▶ _SET PROBLEM_: The records that follow are to be repeated without alteration.

__________________________________________________

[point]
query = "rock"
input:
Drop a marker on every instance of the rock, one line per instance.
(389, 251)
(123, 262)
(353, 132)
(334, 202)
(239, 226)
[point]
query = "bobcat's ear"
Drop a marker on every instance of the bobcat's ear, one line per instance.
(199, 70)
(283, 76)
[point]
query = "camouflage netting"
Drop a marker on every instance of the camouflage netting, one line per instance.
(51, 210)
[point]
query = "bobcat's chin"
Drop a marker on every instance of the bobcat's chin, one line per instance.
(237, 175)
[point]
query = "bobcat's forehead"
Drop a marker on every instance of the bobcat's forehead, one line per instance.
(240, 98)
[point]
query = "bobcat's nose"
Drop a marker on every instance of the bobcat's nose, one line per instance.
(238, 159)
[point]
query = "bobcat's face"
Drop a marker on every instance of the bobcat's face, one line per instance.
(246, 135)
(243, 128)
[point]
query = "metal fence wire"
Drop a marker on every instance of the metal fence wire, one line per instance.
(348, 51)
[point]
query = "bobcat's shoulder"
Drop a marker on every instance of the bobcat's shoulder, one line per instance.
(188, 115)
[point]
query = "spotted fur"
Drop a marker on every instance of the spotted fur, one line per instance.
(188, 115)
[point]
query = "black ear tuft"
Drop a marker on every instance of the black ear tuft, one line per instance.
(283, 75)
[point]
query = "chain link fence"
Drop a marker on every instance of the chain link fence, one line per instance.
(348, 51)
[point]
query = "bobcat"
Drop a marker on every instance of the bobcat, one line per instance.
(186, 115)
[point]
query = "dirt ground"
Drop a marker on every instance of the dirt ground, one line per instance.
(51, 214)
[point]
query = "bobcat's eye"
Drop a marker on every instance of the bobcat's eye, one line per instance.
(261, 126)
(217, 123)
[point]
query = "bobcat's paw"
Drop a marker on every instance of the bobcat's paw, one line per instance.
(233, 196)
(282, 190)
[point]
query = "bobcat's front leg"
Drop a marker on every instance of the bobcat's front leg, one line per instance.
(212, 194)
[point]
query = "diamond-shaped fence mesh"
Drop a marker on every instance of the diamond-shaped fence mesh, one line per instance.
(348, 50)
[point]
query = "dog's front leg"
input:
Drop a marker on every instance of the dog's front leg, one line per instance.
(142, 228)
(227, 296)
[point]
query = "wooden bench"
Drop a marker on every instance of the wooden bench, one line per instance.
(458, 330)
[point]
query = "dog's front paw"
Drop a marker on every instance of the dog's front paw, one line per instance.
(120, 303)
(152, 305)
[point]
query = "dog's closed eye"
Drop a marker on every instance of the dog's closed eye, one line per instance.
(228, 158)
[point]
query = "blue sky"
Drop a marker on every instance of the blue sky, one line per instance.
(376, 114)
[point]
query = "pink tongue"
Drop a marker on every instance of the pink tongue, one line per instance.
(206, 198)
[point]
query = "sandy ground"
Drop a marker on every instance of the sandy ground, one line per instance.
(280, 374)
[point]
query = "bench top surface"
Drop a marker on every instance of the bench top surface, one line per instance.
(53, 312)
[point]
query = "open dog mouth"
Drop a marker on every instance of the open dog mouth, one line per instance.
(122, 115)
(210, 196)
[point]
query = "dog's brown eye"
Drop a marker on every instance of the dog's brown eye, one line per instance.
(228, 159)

__________________________________________________

▶ _WRITTEN RESPONSE_:
[point]
query = "rock"
input:
Drop a marker on every instance of the rock, one line per instance.
(389, 251)
(123, 262)
(353, 132)
(334, 202)
(239, 226)
[point]
query = "bobcat's ear"
Drop a marker on every instance of the bobcat's ear, one line per instance.
(199, 70)
(283, 76)
[point]
query = "camouflage netting"
Drop a marker on every instance of the camouflage netting, one line per instance.
(51, 210)
[point]
query = "bobcat's chin"
Drop a marker on every instance of the bobcat's chin, one line per instance.
(237, 175)
[point]
query = "bobcat's forehead"
Drop a marker on every instance of the bobcat's forehead, one line per instance.
(240, 98)
[point]
query = "bobcat's nose"
Drop a marker on every instance of the bobcat's nose, one line per instance.
(238, 159)
[point]
query = "bobcat's face"
Drop a marker on every instance of the bobcat's face, one line per instance.
(246, 135)
(243, 128)
[point]
query = "metal fence wire"
Drop a marker on every instance of the metal fence wire, one line per instance.
(348, 51)
[point]
query = "bobcat's shoulder"
Drop a marker on every instance of the bobcat's shoulder, one line per instance.
(188, 115)
[point]
query = "spotted fur"
Drop a marker on every instance of the spotted fur, one line per instance.
(188, 115)
[point]
query = "black ear tuft"
Drop a marker on every instance of the black ear tuft, one line per instance.
(283, 75)
[point]
query = "chain link fence"
Drop a marker on every instance of the chain link fence, one line per instance.
(348, 51)
[point]
query = "bobcat"
Drop a marker on every instance of the bobcat, one line per instance.
(186, 115)
[point]
query = "dirt ground"
Drop a marker on every instance of the dirt ground, one line per instance.
(51, 214)
[point]
query = "bobcat's eye"
Drop a marker on every instance of the bobcat's eye, one line per instance.
(261, 126)
(217, 123)
[point]
query = "bobcat's paw"
Drop a marker on every instance of the bobcat's paw, one line per instance.
(233, 196)
(282, 190)
[point]
query = "bobcat's front leg"
Drop a marker on every instance of the bobcat's front leg, one line per instance.
(212, 194)
[point]
query = "diamond-shaped fence mesh"
Drop a marker on every instance of the diamond-shaped fence mesh, one line per instance.
(348, 50)
[point]
query = "dog's front leg"
input:
Drop a marker on every instance of the dog's front leg, one line per instance.
(142, 228)
(227, 296)
[point]
query = "wooden bench"
Drop a marker on every instance of the wooden bench, one line per instance.
(458, 330)
[point]
query = "dog's front paw"
Drop a marker on every instance of the dog's front paw, one line per instance.
(120, 303)
(152, 305)
[point]
query = "dog's closed eye"
Drop a marker on every instance of the dog's closed eye, one line per instance.
(228, 158)
[point]
query = "blue sky"
Drop a marker on every instance of the blue sky, one line per instance.
(376, 114)
[point]
query = "pink tongue"
Drop a marker on every instance of the pink tongue, one line per instance.
(206, 198)
[point]
query = "sandy ground"
Drop a marker on every instance of the sandy ground, one line per instance.
(280, 374)
[point]
query = "bench top surface"
Drop a marker on every instance of the bench top surface, one line per instance.
(53, 312)
[point]
query = "open dog mouth"
Drop a marker on every instance of the open dog mouth, one line per instance.
(122, 115)
(210, 196)
[point]
query = "dog's brown eye"
Drop a marker on every instance of the dog's brown eye, one line per instance.
(228, 159)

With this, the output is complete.